Format every line of the entries below as a Markdown table with two columns headed Row and Line, numbering the rows in order and leaving out any blank lines.

___ SUPPLIED ENTRIES

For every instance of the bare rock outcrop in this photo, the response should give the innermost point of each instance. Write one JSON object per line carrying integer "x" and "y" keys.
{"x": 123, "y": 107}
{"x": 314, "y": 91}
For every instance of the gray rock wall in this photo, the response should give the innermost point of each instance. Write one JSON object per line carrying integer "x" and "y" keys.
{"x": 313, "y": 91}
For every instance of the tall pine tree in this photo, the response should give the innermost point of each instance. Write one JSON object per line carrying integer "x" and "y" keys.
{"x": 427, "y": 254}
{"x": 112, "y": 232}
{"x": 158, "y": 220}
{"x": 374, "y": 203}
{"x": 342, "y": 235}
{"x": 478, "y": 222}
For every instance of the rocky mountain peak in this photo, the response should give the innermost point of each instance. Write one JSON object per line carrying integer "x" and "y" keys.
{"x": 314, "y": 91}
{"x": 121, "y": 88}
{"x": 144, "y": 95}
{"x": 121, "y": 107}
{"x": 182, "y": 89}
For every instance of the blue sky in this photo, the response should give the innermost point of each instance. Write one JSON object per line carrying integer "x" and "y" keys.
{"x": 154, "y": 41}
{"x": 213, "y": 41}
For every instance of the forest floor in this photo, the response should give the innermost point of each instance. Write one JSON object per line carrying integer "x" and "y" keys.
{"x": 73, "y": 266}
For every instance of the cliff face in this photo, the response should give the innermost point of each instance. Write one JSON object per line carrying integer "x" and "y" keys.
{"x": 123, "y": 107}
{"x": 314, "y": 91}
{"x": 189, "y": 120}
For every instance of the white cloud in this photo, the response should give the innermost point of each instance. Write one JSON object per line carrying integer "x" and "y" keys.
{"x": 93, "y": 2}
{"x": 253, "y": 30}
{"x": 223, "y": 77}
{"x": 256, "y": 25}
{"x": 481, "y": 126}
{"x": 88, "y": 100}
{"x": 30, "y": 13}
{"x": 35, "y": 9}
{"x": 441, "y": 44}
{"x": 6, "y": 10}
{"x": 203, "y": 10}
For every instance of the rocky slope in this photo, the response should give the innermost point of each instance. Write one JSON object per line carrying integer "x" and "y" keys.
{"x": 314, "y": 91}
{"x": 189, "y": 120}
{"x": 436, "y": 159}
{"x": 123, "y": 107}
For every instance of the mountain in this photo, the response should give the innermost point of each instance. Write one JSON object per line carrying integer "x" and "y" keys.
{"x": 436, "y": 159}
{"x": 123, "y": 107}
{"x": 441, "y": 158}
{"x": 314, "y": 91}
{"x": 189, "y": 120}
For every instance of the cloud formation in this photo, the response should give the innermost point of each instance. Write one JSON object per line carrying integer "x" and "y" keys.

______

WRITTEN RESPONSE:
| Row | Line |
|---|---|
| 1 | For every instance of the bare rock outcrop in this photo, the response should give the innermost point of each instance. Write one JSON object per line carrying integer "x" and "y" keys. |
| 2 | {"x": 123, "y": 107} |
| 3 | {"x": 314, "y": 91} |
| 4 | For every instance of the gray rock wall in this photo, the response should give the innermost point of each instance. Write one JSON object per line carrying integer "x" and "y" keys. |
| 5 | {"x": 313, "y": 91} |
| 6 | For every instance of the tall pine tree in this photo, the response should give the innermost point of each instance. Write one JSON object per line carrying integer "x" and "y" keys. |
| 7 | {"x": 427, "y": 254} |
| 8 | {"x": 112, "y": 232} |
| 9 | {"x": 158, "y": 220} |
| 10 | {"x": 374, "y": 203} |
| 11 | {"x": 342, "y": 235} |
| 12 | {"x": 478, "y": 222} |
| 13 | For every instance of the rocky mountain peak in this photo, the response should give the innermost point of each instance. Write one JSON object per line carrying integer "x" and "y" keys. |
| 14 | {"x": 314, "y": 91} |
| 15 | {"x": 121, "y": 88} |
| 16 | {"x": 144, "y": 95} |
| 17 | {"x": 121, "y": 107} |
| 18 | {"x": 182, "y": 89} |
| 19 | For every instance of the blue sky in this photo, the response should give the innermost point of each instance. Write one JSON object per line carrying integer "x" and "y" keys. |
| 20 | {"x": 154, "y": 41} |
| 21 | {"x": 213, "y": 41} |
| 22 | For every instance of the forest floor in this photo, the response should give the innermost point of each instance. Write one JSON object per line carrying integer "x" and "y" keys. |
| 23 | {"x": 73, "y": 266} |
| 24 | For every instance of the cliff face in this photo, the response should give the innermost point of each instance. Write one JSON object per line carrying integer "x" and "y" keys. |
| 25 | {"x": 123, "y": 107} |
| 26 | {"x": 314, "y": 91} |
| 27 | {"x": 189, "y": 120} |
| 28 | For every instance of the white cloud in this photo, the response should give the innermost point of each instance. Write one JSON object per line carrying integer "x" and "y" keys. |
| 29 | {"x": 93, "y": 2} |
| 30 | {"x": 253, "y": 30} |
| 31 | {"x": 223, "y": 77} |
| 32 | {"x": 256, "y": 25} |
| 33 | {"x": 481, "y": 126} |
| 34 | {"x": 88, "y": 100} |
| 35 | {"x": 30, "y": 13} |
| 36 | {"x": 35, "y": 9} |
| 37 | {"x": 441, "y": 44} |
| 38 | {"x": 6, "y": 10} |
| 39 | {"x": 203, "y": 10} |
| 40 | For every instance of the rocky slope in this photo, the response should give the innermost point of each instance. Write one JSON object per line carrying integer "x" and "y" keys. |
| 41 | {"x": 314, "y": 91} |
| 42 | {"x": 189, "y": 120} |
| 43 | {"x": 436, "y": 159} |
| 44 | {"x": 123, "y": 107} |
| 45 | For every instance of the mountain in this photo, the response should give the innermost point of each instance. Write one JSON object per line carrying integer "x" and "y" keys. |
| 46 | {"x": 436, "y": 159} |
| 47 | {"x": 123, "y": 107} |
| 48 | {"x": 441, "y": 158} |
| 49 | {"x": 314, "y": 91} |
| 50 | {"x": 189, "y": 120} |
| 51 | For every instance of the cloud formation in this photo, the response should give the innermost point of each instance. Write one JSON object per line carrying integer "x" and "y" keys. |